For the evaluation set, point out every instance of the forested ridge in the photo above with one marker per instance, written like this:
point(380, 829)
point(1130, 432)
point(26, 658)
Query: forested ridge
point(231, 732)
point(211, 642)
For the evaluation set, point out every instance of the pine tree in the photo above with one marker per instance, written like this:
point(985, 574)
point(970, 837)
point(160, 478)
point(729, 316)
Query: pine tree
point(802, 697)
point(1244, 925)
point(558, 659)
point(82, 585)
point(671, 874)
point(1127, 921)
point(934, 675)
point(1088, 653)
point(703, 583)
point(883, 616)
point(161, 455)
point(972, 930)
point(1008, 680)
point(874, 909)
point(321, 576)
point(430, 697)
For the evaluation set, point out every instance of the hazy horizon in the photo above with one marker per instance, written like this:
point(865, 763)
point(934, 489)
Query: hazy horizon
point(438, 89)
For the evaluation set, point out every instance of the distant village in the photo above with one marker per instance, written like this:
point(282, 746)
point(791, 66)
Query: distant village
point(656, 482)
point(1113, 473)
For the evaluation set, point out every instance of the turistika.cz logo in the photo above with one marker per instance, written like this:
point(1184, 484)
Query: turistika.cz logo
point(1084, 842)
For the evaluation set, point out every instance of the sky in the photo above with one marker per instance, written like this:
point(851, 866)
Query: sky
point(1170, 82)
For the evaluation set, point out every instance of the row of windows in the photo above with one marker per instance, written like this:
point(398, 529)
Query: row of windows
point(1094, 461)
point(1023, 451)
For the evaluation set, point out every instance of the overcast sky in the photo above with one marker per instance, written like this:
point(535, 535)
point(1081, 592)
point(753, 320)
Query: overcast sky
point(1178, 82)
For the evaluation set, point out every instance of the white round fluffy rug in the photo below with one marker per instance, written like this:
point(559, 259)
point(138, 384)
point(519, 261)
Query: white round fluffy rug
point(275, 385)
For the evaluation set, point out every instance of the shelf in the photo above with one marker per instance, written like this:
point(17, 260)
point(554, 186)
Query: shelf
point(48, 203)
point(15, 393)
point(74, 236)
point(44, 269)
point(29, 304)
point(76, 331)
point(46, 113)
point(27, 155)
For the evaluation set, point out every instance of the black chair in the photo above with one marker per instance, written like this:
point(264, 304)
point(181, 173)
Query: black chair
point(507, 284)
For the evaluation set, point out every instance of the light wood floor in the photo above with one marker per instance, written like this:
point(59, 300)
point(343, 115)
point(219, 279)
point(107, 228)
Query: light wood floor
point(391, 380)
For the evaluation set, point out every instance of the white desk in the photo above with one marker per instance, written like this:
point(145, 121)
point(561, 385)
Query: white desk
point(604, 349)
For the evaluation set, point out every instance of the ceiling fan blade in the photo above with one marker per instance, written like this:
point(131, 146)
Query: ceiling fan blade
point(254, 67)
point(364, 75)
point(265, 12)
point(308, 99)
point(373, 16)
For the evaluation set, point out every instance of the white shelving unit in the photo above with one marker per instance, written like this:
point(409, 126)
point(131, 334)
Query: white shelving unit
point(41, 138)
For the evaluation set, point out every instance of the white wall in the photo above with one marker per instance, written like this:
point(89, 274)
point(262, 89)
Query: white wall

* _WORK REQUIRED_
Render the material as a JSON list of strings, one string per line. Start at the line containing "the white shelving", include every line through the end of the material, and leave out blank lines.

* _CORRECT RESULT_
[
  "For the evaluation set, point out every instance of the white shelving unit in the photo above with one marker per instance, written like this:",
  "point(409, 126)",
  "point(131, 334)",
  "Query: white shelving unit",
  "point(41, 138)",
  "For the evaluation set, point out every instance of the white wall in the photo above with one marker per instance, written like this:",
  "point(89, 274)",
  "point(262, 89)",
  "Query: white wall"
]